[start of Text passage]

Sunday, December 31, 2017

Biblical Social Media Behaviour

Today in church I was teaching the youth in youth class how to use social media properly in a Biblical way:
John's 3rd epistle was a physical letter sent to the church of Gaius. In it we see behaviours from Christians in the church. Some were godly behaviours (receiving the Christian workers, preaching the Gospel, and loving the church) and some were ungodly behaviours (denying/not receiving/blocking the Christian workers).
Let us translate those behaviours into the modern world where we meet in person in church AND we also interact online through social media on the internet using devices such as phones, tablets, and computers. Social media is a TOOL in our tool kit. It does not replace physical attendance in the local churches, but can be a great AID to helping Christians stay connected in between services. It also is a great tool for reaching non Christians with the Gospel in fun and creative ways. I personally use social media to share my original Christian songs with the world.
The Apostle John writes in one verse:
3rd John v8
"We therefore ought to receive such, that we may become fellow workers for the truth."
 
I taught my youth class a number of things using 3rd John as my starting point:
 
1) Be kind to all on social media platforms, especially your fellow Christians in your own local church and community. But also be kind to strangers. Jesus taught that we can befriend even those who were socially unacceptable to the Jews.... like the Samaritans. 
2) Don't pick fights with people online, seek peace
3) being kind to strangers does NOT mean you have to trust them. Be wise and cautious.
4) don't share your personal info, address, phone number, bank info etc etc.in a public profile where the world can read it.
5) speak truth (not lies) online, and do it in polite ways that encourage others. Only speak truth in small doses... so people have time to absorb and reflect on it.
6) you don't have to accept every friend request from every Christian necessarily in order to be kind and accepting of them and to pray for them. But you should not block them either.
7) blocking should only be done when you are being harassed/threatened by someone online and/or they are sending inappropriate messages to you. In those cases, by all means, use the block feature, and gain your peace back.
8) In social media, It's better to be friends predominantly with people who you know in person. And it is best not to block harmless people. Contrary to what you may think, those personal local Christian connections will feel left out or hurt once they discover you have blocked them for no good reason. And trust me, if they care about you, they will find out.

[end of Text passage]
[start of Recorded data]

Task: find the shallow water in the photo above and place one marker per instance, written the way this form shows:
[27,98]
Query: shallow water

[end of Recorded data]

### Written request A
Duplicate the part of the blog post on biblical social media behavior that opens with the words containing "4) don't share" and closes with "reflect on it.".
### Written request B
In the blog post on biblical social media behavior, what does the writer personally use social media for?
### Written request C
Resume the blog post on biblical social media behavior, picking up right after its final sentence.

### Answer A
4) don't share your personal info, address, phone number, bank info etc etc.in a public profile where the world can read it.
5) speak truth (not lies) online, and do it in polite ways that encourage others. Only speak truth in small doses... so people have time to absorb and reflect on it.

### Answer B
To share original Christian songs with the world.

### Answer C
If you do NOT want to accept the friend request, just leave it, or delete it. No need to block unless you are being endangered or harassed by someone.
I have been on both ends... both the blocker and the blockee. And trust me, if you are harmless, and you don't know why you are being blocked by a fellow Christian worker (or more than one) in the faith, it hurts. I only block when I have been threatened or repeatedly harassed online. No explanation needed there.
 
Receiving is better than blocking. Blocking the fellow workers is similar to the negative thing that Diotrephes did.


3rd John v9-10
"9 I wrote to the church, but Diotrephes, who loves to have the preeminence among them, does not receive us.
10 Therefore, if I come, I will call to mind his deeds which he does, prating against us with malicious words. And not content with that, he himself does not receive the brethren, and forbids those who wish to, putting them out of the church."

Now, if someone is a weird stalker or abuser, then by all means, block them and deny access.
But it is my humble and experienced opinion that it simply is not necessary to block those fellow workers, those fellow local Christians. You don't have to be "friends" with them on social media either. But you also should not slam the door by blocking. What you are saying by blocking is "I am ok with the weird strangers of the world seeing my public social media profile but not with my brother or sister in Christ seeing it".
Let us find ways to make peace and promote the LOVE OF CHRIST.
These are just my opinions and some food for thought.

Blessings
PC
Happy New Year!
Sun Dec 31 2017 4:01pm

Tuesday, December 26, 2017

Single or Married - Discipleship's different costs

Cost Of Discipleship
Married or single, following Jesus will cost you something. Salvation is free, but discipleship will cost you.
Your worldly life, and even some of your natural connections to the world and your family will die as you walk with Jesus.
Jesus wants you to Himself.

For singles, particularily childless singles, discipleship looks a certain way. It costs us a lot in certain ways, like companionship, personal prayer from a spouse, and sexual fulfillment. But in other ways, singles pay less than married people in order to be a disciple of Jesus. Jesus Himself was a single man on the earth. Singleness was an awesome tool in His hands which He used to bring all of humanity the way to be saved! He died on the cross, and rose again on the third day. That is the way we are saved, by faith in the grace of Jesus, who died in our place and rose again.
So salvation is truly free. No matter what sins you committed in your past, you can be forgiven in Jesus and saved. (See Romans 10:9-10, 1 John ch.1).

BUT, once you are saved, true discipleship will cost every disciple. No question about that. Indeed some Christians pay the ultimate price sometimes because they are killed for their faith. It happened all throughout history, and still happens in the world today.

In less extreme circumstances, discipleship will still cost you. It will cost you things you want in the flesh and it will cost you sometimes in popularity or in comfort or in all of the above.
If you are married, you are forced to make more use of the tools of this world- money, schooling, etc. If you also choose to have kids, that makes it necessary to make even more use of the world's tools.
None of these things are bad in themselves... but they can have a collectively heavy feeling on those who are trying to give their all to Jesus.

The Apostle Paul summed it up quite nicely in this text from 1 Corinthians 7:

1 Cor. 7:27-35 NKJV
27 Are you bound to a wife? Do not seek to be loosed. Are you loosed from a wife? Do not seek a wife. 
28 But even if you do marry, you have not sinned; and if a virgin marries, she has not sinned. Nevertheless such will have trouble in the flesh, but I would spare you.
29 But this I say, brethren, the time is short, so that from now on even those who have wives should be as though they had none, 
30 those who weep as though they did not weep, those who rejoice as though they did not rejoice, those who buy as though they did not possess, 
31 and those who use this world as not misusing it. For the form of this world is passing away.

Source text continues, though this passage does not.